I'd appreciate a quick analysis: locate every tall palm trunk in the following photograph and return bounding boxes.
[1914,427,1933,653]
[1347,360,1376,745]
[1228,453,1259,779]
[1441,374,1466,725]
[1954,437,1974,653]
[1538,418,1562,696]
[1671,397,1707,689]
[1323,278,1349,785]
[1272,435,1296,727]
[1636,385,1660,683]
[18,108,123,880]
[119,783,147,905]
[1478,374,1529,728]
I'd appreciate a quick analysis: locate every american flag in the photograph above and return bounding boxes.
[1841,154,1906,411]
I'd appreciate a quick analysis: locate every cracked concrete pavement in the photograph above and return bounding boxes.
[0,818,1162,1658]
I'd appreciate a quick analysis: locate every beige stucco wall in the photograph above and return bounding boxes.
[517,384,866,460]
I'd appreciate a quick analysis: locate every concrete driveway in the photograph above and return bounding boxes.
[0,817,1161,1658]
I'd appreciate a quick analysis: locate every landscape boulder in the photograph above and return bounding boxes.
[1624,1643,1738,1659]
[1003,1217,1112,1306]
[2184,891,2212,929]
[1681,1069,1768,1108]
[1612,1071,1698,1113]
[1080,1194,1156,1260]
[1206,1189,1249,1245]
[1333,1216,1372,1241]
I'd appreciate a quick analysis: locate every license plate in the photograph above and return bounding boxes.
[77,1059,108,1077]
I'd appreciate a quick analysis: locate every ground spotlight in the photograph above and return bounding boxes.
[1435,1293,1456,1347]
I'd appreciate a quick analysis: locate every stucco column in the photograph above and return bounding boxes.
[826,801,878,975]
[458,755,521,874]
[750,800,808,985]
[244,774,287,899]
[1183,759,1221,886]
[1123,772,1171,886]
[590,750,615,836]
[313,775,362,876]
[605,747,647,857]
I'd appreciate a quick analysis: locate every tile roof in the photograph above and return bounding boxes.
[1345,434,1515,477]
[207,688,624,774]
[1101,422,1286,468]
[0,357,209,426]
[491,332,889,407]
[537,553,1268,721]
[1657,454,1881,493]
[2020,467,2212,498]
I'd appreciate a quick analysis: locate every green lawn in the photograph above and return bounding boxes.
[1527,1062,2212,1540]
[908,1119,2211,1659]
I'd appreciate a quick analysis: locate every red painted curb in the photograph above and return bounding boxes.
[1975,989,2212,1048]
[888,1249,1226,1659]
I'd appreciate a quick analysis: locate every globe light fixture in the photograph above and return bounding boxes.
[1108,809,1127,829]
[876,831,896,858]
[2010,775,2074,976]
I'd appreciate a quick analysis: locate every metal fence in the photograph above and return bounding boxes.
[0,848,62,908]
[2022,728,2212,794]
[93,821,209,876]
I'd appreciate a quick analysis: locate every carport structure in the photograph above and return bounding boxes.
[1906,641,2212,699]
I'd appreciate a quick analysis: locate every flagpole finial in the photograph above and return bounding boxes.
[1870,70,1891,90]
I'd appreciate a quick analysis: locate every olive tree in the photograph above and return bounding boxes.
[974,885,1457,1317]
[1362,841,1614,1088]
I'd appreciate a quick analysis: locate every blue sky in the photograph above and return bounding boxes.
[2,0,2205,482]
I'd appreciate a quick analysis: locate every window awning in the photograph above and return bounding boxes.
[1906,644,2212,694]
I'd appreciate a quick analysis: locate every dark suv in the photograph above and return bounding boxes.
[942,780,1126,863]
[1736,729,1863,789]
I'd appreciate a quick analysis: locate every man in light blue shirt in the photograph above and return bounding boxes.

Work instructions:
Make an exact copy of every entry.

Reply to the task:
I'd appreciate a quick analysis: locate every tall palm trunk in the following photograph and return bounding boxes.
[1914,427,1933,653]
[1347,360,1376,745]
[1228,453,1259,779]
[1441,374,1466,725]
[1954,437,1974,653]
[1538,418,1562,696]
[1671,397,1707,689]
[1323,278,1349,785]
[1272,435,1296,727]
[1636,385,1660,683]
[18,108,123,880]
[119,783,147,905]
[1478,374,1529,728]
I'd appreciate a quick analysis: locate every american flag in the photograph above and return bounding boxes.
[1841,154,1906,411]
I'd appreciate a quick analysis: locate every cracked concrete pavement in the photograph above and return bounding boxes.
[0,818,1162,1658]
I'd appreciate a quick analysis: locate every beige stucco wall in the photograph above and return bounding boxes.
[517,384,866,460]
I'd appreciate a quick analysis: locate every concrete driveway in the photograph above and return bounding boxes.
[0,817,1161,1658]
I'd appreciate a quick analysis: locate every landscape boulder in the photograph above and return bounding boxes.
[1624,1643,1738,1659]
[1003,1217,1112,1306]
[2184,891,2212,929]
[1681,1069,1768,1108]
[1612,1071,1698,1113]
[1080,1194,1156,1260]
[1206,1189,1249,1245]
[1333,1216,1372,1241]
I'd appreciate a quick analysis: locate every license plate in the photograph above and return bounding boxes.
[77,1059,108,1077]
I'd appreciate a quick analysis: locate every ground spotlight in the photograph above and return bounding boxes.
[1435,1293,1456,1347]
I'd appreciate a quick analysis: locate every stucco column in the photograph above and return bounding boxes.
[826,801,878,975]
[458,755,521,874]
[750,800,808,985]
[244,774,287,899]
[1183,759,1221,886]
[1123,772,1171,886]
[590,750,615,836]
[313,775,362,876]
[605,747,647,857]
I'd appreciate a quick analysis: locate every tile roof in the photograph above and return bounding boxes.
[1345,434,1515,477]
[207,688,624,774]
[1101,422,1286,468]
[0,357,209,426]
[491,332,889,407]
[537,553,1268,721]
[1657,454,1881,493]
[2020,467,2212,498]
I'd appreciate a quick analysis: locate every green lawn in the photograph above and return bounding boxes.
[1527,1062,2212,1540]
[908,1119,2211,1659]
I'd appreciate a quick analysis: locate every red painted curb in the photograph above and return bounding boxes.
[1975,989,2212,1048]
[888,1249,1226,1659]
I'd appreciate a quick analysis: locate every globe light fixture in the photograph above and return bounding boxes.
[1108,809,1127,829]
[876,831,896,858]
[2010,775,2074,976]
I'd appreciate a quick analysis: locate every metal fence in the photograph above and return bounding boxes.
[0,848,62,908]
[2022,728,2212,794]
[93,821,209,876]
I'd appreciate a quick analysis: locate every carport structure in the photograph above and return bounding boxes.
[1906,641,2212,699]
I'd appreciate a quick analysis: locate every flagpole finial in the photograph above and return bounding boxes.
[1870,70,1891,90]
I'd appreciate a quick analysis: locate every olive tree in the photograph above and return bounding boxes.
[974,885,1457,1317]
[1362,841,1614,1088]
I'd appreciate a quick analysis: locate every blue sky in the photograph above and return bounding boxes.
[2,0,2205,482]
I'd appreciate a quick analysis: locate every window awning in the photograph above and return bounding boxes.
[1906,644,2212,694]
I'd appreciate a quick analysis: locate every dark suv in the photograph above and return bounding boxes.
[942,780,1126,863]
[1736,729,1863,789]
I'd appreciate a quick analysis: locate every man in light blue shirt in the photograph above and return bounding boxes.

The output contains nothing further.